§ **DESCRIPTION OF THE TASK**: Recast each line of the material below as a Markdown table with two columns, Row and Line, numbering the rows in order and leaving out any blank lines.

(Rows from a pointing dataset)

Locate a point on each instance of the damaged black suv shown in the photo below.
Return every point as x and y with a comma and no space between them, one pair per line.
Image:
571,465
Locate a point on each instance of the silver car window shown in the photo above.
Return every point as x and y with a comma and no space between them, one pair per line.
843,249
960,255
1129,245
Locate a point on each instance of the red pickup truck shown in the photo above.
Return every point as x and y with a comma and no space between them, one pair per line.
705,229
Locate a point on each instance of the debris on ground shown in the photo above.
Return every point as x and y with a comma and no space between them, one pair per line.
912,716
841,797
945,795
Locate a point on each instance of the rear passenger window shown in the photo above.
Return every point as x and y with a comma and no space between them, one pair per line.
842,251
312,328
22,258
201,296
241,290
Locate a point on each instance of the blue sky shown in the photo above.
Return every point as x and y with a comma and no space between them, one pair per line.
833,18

§ **THE RESULT**:
| Row | Line |
|---|---|
| 1 | Locate a point on each instance of the damaged black suv shown in the photo below. |
| 2 | Return every point as x and y with a comma and no space between them, one pair per line. |
| 3 | Image: |
| 4 | 571,465 |
| 5 | Locate a point on each instance of the silver car window shown in the photo above. |
| 6 | Return every point as x and y with a comma and no space between them, one pair per line. |
| 7 | 843,249 |
| 8 | 960,255 |
| 9 | 1129,245 |
| 10 | Locate a point on each instance of the red pickup truck shown in the photo above. |
| 11 | Return every point as x and y with a comma and no space between them, one pair per line. |
| 12 | 705,229 |
| 13 | Locate a point on each instance of the debris on ground shown in the photo above. |
| 14 | Return every point as x and y with a comma and no space between them, one pair per line. |
| 15 | 912,716 |
| 16 | 841,797 |
| 17 | 945,795 |
| 18 | Locate a point on each instance of the rear passenger window shown in the photo above. |
| 19 | Return every point as x and y with a comma and no space between them, one pair per line. |
| 20 | 842,251 |
| 21 | 312,328 |
| 22 | 22,258 |
| 23 | 201,296 |
| 24 | 241,290 |
| 25 | Locate a point on each instance of the blue sky shown in the photo above. |
| 26 | Return every point as x and y with a comma and no space between them, one pair per line. |
| 27 | 833,18 |